──────── PROVIDED MATERIAL

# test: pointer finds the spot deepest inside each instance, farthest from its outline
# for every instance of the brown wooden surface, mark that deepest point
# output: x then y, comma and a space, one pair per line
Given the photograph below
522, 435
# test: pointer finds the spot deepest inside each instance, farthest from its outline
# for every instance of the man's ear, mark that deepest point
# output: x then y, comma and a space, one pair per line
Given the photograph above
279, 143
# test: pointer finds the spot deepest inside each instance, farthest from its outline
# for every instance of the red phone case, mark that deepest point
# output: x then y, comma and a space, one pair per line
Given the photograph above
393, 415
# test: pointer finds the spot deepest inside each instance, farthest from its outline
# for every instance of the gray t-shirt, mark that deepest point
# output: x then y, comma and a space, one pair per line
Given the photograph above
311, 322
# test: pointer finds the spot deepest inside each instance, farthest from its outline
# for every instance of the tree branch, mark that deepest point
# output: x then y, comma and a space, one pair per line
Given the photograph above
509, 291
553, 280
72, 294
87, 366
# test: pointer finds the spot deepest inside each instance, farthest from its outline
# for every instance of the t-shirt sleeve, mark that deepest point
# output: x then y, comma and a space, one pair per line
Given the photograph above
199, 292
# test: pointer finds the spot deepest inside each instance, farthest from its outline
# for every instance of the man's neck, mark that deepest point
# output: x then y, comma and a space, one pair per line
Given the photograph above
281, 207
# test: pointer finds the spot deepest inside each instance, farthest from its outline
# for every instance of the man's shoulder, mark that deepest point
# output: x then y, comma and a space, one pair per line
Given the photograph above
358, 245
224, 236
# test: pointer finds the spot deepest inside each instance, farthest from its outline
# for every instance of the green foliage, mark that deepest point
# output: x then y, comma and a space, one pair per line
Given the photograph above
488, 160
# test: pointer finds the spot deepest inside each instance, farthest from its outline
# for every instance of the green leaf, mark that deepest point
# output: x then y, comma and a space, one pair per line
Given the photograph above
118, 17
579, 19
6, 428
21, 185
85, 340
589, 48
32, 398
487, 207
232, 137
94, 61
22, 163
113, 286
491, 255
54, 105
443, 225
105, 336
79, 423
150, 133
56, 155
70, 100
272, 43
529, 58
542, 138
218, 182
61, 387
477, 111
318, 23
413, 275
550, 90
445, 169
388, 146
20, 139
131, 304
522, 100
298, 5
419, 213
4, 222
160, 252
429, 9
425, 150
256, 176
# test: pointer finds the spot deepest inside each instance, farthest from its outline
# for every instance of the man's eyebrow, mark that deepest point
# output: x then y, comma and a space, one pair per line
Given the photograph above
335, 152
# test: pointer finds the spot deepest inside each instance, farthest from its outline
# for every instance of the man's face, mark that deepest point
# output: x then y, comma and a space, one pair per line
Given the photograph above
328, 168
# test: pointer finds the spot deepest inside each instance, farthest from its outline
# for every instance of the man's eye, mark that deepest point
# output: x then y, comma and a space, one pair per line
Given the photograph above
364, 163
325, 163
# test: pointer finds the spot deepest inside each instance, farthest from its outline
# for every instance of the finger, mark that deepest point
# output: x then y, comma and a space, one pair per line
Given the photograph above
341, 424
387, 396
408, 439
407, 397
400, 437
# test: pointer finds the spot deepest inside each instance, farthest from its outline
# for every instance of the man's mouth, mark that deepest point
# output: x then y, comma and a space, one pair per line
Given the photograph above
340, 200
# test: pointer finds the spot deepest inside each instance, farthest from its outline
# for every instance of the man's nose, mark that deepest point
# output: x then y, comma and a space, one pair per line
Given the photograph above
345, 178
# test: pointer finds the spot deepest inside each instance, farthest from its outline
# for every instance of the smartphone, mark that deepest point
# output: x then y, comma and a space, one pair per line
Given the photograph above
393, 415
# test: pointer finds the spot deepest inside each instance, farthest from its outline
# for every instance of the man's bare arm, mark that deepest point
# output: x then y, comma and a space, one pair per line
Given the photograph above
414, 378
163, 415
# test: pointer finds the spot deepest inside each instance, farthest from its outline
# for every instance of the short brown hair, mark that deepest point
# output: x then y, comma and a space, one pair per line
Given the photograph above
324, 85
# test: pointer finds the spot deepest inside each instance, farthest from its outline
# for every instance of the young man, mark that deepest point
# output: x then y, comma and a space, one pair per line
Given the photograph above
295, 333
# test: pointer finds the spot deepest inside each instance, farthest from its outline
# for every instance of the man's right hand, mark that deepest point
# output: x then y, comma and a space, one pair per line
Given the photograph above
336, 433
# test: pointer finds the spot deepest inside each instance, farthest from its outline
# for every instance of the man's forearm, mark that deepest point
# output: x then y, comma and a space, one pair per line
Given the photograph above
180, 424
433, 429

────────────────

Nothing in the data should be altered; please repeat it exactly.

# test: pointer finds the spot deepest inside each instance, farthest from its outline
# for every instance of the brown wooden surface, mark that deepest point
# output: x then y, comma and a space, one pair per line
Given the photograph below
522, 435
# test: pointer finds the spot deepest inside each instance, farthest from its outline
# for every instance of the man's ear, mark that deepest point
# output: x then y, comma and a space, one pair per line
Given the photograph above
279, 143
# test: pointer finds the spot deepest inside each instance, farthest from its outline
# for every instance of the red phone case, mark that deepest point
# output: x then y, comma and a space, one pair per line
Given the photograph above
393, 415
# test: pointer finds the spot deepest inside each instance, farthest from its outline
# for every instance of the gray t-shirt, mark that deepest point
# output: x then y, comma and a space, one pair per line
Given the photograph above
311, 322
# test: pointer finds the spot deepest inside each instance, farthest from its outline
# for every instance of the tree branch, mark that deepest point
# output: x then y, comma and a space, one pair per line
Given the photograph above
509, 291
553, 280
72, 294
87, 366
# test: pointer finds the spot deepest inside each instance, farthest from its outline
# for every instance of the t-shirt sleeve, mark that deepest point
# output: x then y, comma and a space, one pair per line
Given the photograph above
199, 292
# test: pointer finds the spot deepest inside each instance, farthest from its outline
# for every instance of the man's neck, mark that deepest point
# output: x then y, comma and a space, one pair per line
Given the photograph above
281, 207
# test: pointer finds the spot deepest inside each instance, farthest from its outline
# for every instance of the man's shoulder, mark that deepest point
# output: x then y, comma and a space, one pair per line
Given the photograph above
358, 245
224, 236
# test: pointer finds the spot deepest inside each instance, farthest from its outline
# for every instance of the green foliage, mark that deepest point
# output: x then y, comma and a space, one pair per line
Given the photograph above
488, 160
# test: pointer finds the spot deepest inside each instance, farthest from its outline
# for every instance of the green leaf, mark that deepest point
# output: x then y, comma and a space, one pair per line
Given the photograph above
118, 17
579, 19
6, 428
21, 185
85, 340
589, 48
32, 398
487, 207
232, 137
94, 61
22, 163
113, 286
491, 255
54, 105
443, 225
105, 336
79, 423
150, 133
56, 155
70, 100
272, 43
529, 58
542, 138
218, 182
61, 387
477, 111
318, 23
413, 275
550, 90
445, 169
388, 146
20, 139
131, 304
522, 100
298, 5
419, 213
4, 222
160, 252
429, 9
425, 150
256, 176
# test: pointer finds the spot deepest inside each instance, farthest from its outline
# for every instance of the man's eyebrow, mark that deepest point
# output: x then y, comma and a space, one pair per line
Given the photograph above
335, 152
# test: pointer finds the spot deepest inside each instance, farthest from its outline
# for every instance of the man's face, mark that deepest point
# output: x then y, comma and a space, one pair per line
Given the photograph above
328, 168
# test: pointer finds the spot deepest inside each instance, farthest from its outline
# for every instance of the man's eye, mark that deepest point
# output: x then y, comma and a space, one pair per line
Given the photograph above
364, 163
325, 163
# test: pointer finds the spot deepest inside each instance, farthest from its outline
# for every instance of the finger, mark that deepest point
# output: x then y, comma and a space, one pair per line
Given the photograph above
341, 424
387, 396
408, 439
407, 397
400, 437
# test: pointer finds the spot deepest inside each instance, farthest from its outline
# for every instance of the man's mouth, mark that deepest point
# output: x then y, comma and a space, one pair per line
Given the photograph above
340, 200
# test: pointer finds the spot deepest inside each instance, farthest from its outline
# for every instance of the man's nose, mark that deepest point
# output: x then y, comma and a space, one pair per line
Given the photograph above
345, 178
# test: pointer finds the spot deepest inside each instance, farthest from its outline
# for every instance of the smartphone, mark that deepest point
# output: x then y, comma and a space, one pair per line
Given the photograph above
393, 415
# test: pointer finds the spot deepest inside each instance, farthest from its outline
# for every instance of the man's bare arm, mark that deepest point
# output: x then y, comma and a space, one pair per line
Given the photograph above
414, 378
163, 415
# test: pointer finds the spot deepest inside each instance, farthest from its outline
# for every instance of the short brown hair, mark that deepest point
# output: x then y, comma and a space, one pair per line
Given the photograph above
324, 85
# test: pointer finds the spot deepest inside each instance, farthest from its outline
# for every instance of the young man, mark that deepest point
# output: x then y, comma and a space, one pair per line
Given the photograph above
295, 333
# test: pointer finds the spot deepest inside each instance, farthest from its outline
# for every instance of the man's right hand, mark that deepest point
# output: x then y, comma and a space, one pair per line
Given the photograph above
336, 433
# test: pointer finds the spot deepest inside each instance, farthest from its outline
# for every instance of the man's forearm, mark that deepest point
# output: x then y, comma and a space, one pair per line
Given the photograph above
180, 424
433, 429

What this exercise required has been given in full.